━━ DONNÉES D'ENTRÉE
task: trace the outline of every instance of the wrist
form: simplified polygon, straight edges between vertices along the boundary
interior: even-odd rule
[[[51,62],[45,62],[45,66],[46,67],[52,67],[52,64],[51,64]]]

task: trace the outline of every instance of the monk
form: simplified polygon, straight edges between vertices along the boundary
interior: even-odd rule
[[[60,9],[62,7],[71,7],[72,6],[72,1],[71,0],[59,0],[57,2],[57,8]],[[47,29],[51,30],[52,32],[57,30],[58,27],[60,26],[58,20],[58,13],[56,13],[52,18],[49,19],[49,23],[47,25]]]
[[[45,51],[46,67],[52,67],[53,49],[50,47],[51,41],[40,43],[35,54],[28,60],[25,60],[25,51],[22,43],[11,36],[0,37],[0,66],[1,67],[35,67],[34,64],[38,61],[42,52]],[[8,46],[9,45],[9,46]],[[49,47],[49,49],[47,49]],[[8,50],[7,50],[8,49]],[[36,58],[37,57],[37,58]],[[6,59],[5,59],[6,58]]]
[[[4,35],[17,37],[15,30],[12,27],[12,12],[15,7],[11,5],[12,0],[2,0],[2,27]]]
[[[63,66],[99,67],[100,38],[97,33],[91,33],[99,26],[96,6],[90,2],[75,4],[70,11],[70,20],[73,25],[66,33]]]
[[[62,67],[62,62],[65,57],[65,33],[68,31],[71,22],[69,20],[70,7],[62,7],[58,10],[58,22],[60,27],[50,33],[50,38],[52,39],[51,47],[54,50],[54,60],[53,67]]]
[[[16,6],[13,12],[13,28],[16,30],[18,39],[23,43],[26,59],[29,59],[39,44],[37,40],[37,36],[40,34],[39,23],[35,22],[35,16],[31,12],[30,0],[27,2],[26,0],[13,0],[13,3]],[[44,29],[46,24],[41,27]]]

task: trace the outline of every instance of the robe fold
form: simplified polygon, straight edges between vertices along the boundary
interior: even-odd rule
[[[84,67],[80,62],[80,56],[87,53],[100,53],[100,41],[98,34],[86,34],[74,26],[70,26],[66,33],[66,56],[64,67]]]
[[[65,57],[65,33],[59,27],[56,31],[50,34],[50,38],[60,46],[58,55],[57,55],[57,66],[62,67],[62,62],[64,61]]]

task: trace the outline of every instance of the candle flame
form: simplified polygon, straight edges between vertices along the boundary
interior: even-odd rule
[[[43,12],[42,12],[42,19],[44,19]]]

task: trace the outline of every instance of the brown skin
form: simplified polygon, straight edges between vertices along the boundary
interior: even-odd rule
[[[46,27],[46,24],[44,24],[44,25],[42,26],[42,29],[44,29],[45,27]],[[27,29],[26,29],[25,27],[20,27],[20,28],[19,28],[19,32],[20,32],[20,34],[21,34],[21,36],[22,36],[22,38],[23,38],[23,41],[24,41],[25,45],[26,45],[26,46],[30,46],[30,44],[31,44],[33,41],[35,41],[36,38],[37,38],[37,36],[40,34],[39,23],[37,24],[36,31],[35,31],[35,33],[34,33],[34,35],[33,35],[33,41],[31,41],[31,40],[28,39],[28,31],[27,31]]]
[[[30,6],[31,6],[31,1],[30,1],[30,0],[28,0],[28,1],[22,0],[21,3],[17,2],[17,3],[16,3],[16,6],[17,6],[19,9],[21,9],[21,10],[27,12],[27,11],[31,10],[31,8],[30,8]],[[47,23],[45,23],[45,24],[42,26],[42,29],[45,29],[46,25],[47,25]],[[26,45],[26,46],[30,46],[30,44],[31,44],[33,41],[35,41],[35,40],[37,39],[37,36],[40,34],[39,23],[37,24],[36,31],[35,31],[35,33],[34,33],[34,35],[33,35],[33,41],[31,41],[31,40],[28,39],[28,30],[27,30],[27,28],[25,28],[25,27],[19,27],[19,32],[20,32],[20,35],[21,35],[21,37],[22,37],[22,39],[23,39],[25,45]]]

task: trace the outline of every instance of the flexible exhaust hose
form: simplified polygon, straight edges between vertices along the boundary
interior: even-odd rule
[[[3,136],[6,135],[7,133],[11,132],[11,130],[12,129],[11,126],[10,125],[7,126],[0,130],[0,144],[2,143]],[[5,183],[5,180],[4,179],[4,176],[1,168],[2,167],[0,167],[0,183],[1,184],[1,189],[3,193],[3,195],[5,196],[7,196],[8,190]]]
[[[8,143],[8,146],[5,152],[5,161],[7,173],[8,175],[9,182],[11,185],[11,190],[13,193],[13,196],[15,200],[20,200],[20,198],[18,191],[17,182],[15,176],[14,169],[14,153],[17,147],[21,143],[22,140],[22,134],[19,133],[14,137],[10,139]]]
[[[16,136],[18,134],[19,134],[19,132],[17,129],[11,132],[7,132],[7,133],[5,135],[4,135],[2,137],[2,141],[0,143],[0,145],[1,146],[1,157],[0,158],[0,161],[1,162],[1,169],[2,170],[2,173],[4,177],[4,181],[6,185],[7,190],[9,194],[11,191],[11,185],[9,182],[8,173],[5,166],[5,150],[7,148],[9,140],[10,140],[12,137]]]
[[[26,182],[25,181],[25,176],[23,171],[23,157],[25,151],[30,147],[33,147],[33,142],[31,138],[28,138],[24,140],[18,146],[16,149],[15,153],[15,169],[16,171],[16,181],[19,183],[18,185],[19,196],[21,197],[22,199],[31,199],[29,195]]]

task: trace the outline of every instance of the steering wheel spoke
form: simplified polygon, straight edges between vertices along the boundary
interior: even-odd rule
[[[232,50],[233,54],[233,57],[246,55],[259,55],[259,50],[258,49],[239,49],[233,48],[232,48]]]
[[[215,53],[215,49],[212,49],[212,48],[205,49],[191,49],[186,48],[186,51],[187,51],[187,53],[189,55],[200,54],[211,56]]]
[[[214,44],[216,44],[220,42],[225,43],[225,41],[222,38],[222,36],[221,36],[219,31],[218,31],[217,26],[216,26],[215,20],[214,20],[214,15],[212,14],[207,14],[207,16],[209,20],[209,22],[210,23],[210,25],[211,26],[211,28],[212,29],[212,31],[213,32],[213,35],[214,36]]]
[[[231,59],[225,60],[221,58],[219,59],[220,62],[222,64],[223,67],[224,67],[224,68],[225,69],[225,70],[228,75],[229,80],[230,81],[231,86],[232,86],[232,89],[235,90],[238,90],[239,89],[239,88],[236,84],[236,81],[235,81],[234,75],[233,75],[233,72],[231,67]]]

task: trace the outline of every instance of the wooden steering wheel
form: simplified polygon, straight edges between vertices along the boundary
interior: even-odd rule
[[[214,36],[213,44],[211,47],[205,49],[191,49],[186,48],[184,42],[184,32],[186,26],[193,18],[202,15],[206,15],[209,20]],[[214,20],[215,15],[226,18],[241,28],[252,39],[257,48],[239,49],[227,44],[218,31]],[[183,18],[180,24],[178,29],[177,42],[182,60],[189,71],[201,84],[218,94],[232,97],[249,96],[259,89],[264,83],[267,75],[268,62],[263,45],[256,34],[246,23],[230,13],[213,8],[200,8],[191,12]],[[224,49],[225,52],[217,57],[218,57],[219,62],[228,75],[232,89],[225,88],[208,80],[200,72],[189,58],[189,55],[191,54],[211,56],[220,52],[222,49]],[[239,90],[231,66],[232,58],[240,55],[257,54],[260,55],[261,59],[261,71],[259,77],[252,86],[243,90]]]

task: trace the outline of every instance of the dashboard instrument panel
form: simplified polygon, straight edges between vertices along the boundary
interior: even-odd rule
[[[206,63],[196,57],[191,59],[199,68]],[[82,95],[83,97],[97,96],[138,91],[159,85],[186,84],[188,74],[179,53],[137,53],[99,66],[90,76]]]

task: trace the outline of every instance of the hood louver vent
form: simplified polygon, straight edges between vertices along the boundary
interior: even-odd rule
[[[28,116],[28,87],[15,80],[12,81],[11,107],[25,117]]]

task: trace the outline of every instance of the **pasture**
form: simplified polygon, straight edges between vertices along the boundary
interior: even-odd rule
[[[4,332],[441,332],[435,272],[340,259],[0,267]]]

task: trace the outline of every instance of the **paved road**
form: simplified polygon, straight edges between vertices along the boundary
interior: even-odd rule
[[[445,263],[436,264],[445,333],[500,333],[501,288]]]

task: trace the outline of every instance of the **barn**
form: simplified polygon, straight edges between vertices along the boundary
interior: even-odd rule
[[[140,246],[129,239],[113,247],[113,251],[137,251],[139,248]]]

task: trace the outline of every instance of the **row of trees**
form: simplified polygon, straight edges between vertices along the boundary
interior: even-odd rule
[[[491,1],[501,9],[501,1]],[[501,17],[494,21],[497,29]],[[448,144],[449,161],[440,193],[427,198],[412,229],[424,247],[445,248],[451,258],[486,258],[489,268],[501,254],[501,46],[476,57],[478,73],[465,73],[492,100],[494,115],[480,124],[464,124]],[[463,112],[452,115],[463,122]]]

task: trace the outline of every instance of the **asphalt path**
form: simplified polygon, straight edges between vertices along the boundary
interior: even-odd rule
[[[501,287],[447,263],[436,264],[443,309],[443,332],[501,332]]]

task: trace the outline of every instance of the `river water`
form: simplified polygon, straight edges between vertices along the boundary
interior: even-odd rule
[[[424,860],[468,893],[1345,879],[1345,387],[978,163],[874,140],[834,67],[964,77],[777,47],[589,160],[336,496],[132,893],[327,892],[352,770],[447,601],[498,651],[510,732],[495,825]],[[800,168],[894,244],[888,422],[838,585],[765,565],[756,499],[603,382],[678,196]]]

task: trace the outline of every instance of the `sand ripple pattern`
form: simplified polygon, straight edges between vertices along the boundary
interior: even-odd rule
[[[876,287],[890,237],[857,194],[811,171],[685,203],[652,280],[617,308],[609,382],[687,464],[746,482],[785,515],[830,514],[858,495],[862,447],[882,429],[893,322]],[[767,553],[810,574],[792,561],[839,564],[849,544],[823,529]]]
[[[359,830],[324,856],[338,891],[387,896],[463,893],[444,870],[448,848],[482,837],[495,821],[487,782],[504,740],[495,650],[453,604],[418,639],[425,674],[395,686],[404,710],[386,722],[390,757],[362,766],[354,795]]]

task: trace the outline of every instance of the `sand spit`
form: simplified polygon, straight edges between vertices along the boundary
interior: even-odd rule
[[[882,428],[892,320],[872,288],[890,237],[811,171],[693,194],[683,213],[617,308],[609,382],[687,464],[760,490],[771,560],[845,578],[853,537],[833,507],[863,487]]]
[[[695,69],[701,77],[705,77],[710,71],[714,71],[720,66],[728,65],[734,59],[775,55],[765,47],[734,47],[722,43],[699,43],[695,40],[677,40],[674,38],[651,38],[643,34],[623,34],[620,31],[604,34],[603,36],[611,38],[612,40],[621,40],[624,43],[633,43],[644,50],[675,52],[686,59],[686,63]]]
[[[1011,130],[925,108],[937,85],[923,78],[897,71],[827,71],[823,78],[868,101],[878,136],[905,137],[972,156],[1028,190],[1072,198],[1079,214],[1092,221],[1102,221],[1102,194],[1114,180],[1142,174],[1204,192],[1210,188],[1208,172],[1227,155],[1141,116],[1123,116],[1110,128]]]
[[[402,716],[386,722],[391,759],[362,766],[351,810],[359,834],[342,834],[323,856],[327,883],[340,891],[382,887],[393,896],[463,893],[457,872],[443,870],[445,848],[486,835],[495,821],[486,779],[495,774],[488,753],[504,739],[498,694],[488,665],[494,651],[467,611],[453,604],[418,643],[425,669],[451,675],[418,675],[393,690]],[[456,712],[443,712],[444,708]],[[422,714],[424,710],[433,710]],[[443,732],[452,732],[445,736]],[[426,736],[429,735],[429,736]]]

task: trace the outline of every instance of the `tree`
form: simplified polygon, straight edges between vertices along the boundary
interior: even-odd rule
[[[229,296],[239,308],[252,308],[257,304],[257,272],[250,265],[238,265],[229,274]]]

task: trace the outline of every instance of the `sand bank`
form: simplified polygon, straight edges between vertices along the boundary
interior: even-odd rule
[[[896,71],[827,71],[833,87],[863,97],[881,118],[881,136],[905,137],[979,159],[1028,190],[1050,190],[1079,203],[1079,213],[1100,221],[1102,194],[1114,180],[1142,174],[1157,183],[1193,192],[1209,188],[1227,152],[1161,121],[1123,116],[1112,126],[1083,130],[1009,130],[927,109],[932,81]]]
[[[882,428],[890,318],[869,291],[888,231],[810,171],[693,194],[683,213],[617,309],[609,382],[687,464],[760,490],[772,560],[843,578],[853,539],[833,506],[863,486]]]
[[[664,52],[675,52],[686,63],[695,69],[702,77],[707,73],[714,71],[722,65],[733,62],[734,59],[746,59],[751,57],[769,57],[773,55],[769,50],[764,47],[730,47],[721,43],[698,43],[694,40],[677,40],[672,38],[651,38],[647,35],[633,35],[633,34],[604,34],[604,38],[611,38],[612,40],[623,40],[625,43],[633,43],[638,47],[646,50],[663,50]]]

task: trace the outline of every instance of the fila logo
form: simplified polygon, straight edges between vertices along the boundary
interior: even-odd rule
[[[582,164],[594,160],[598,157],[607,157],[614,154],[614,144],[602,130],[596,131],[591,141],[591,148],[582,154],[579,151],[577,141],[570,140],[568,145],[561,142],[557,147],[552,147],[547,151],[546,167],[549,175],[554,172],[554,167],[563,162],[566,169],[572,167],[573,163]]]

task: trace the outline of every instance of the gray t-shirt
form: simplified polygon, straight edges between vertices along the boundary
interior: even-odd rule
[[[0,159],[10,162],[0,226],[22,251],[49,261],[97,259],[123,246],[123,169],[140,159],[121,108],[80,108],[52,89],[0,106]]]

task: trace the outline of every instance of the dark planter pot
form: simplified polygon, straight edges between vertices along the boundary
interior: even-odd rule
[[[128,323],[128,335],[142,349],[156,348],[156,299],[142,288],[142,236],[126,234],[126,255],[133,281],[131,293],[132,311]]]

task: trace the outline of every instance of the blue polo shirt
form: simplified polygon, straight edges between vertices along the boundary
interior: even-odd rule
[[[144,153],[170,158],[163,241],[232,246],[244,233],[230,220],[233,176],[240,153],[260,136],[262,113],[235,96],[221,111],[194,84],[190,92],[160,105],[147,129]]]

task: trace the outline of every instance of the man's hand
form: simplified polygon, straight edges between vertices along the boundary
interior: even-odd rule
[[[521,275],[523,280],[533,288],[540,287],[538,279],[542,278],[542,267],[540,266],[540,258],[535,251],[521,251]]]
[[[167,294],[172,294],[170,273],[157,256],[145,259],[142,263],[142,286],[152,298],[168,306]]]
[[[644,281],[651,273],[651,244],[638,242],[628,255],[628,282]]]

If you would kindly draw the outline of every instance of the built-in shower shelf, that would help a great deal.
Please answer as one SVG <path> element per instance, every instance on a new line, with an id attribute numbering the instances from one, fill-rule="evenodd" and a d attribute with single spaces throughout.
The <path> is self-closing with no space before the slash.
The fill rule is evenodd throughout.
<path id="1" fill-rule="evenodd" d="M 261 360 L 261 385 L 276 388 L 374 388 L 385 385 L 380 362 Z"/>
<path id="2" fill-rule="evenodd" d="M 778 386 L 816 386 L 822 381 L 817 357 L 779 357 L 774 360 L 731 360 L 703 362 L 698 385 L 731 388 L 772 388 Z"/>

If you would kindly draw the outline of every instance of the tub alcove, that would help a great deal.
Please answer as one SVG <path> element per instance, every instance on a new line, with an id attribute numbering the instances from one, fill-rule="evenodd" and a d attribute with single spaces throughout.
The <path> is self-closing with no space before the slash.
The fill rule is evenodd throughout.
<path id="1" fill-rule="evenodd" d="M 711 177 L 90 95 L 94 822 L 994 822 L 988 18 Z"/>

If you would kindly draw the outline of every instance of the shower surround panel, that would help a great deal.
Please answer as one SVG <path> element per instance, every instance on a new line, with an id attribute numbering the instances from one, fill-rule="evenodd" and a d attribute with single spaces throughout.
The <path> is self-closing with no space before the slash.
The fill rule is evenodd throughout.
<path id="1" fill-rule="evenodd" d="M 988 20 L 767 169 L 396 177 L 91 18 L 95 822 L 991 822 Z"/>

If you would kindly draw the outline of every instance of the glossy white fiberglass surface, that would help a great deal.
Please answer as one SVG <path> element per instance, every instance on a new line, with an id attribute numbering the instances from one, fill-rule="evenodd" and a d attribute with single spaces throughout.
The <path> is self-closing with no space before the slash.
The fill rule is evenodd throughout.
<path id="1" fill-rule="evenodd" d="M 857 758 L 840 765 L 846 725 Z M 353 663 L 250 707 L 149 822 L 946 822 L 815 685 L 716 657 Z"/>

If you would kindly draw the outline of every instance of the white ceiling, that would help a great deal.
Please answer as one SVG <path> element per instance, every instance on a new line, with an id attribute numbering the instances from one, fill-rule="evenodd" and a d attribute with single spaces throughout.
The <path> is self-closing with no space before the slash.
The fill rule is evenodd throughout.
━━━━
▸ **CONSIGNE**
Transforme en CSV à deux colonnes, consigne et reponse, le matériel allant de la ligne contenant "task: trace the outline of every instance of the robe" jusqu'à la ligne contenant "[[[43,12],[42,12],[42,19],[44,19]]]" incluse. Mets une ligne par consigne avec sa réponse, chaque valeur dans un seul champ entre guillemets et les sauts de ligne remplacés par des espaces.

▸ **RÉPONSE COMPLÈTE**
consigne,reponse
"task: trace the outline of every instance of the robe fold form: simplified polygon, straight edges between vertices along the boundary interior: even-odd rule","[[[84,67],[80,62],[80,56],[87,53],[100,53],[100,41],[98,34],[86,34],[74,26],[70,26],[66,33],[66,56],[64,67]]] [[[65,57],[65,33],[59,27],[56,31],[50,34],[50,38],[60,46],[58,55],[57,55],[57,66],[62,67],[62,62],[64,61]]]"
"task: trace the outline of every instance of the candle flame form: simplified polygon, straight edges between vertices along the boundary interior: even-odd rule","[[[43,12],[42,12],[42,19],[44,19]]]"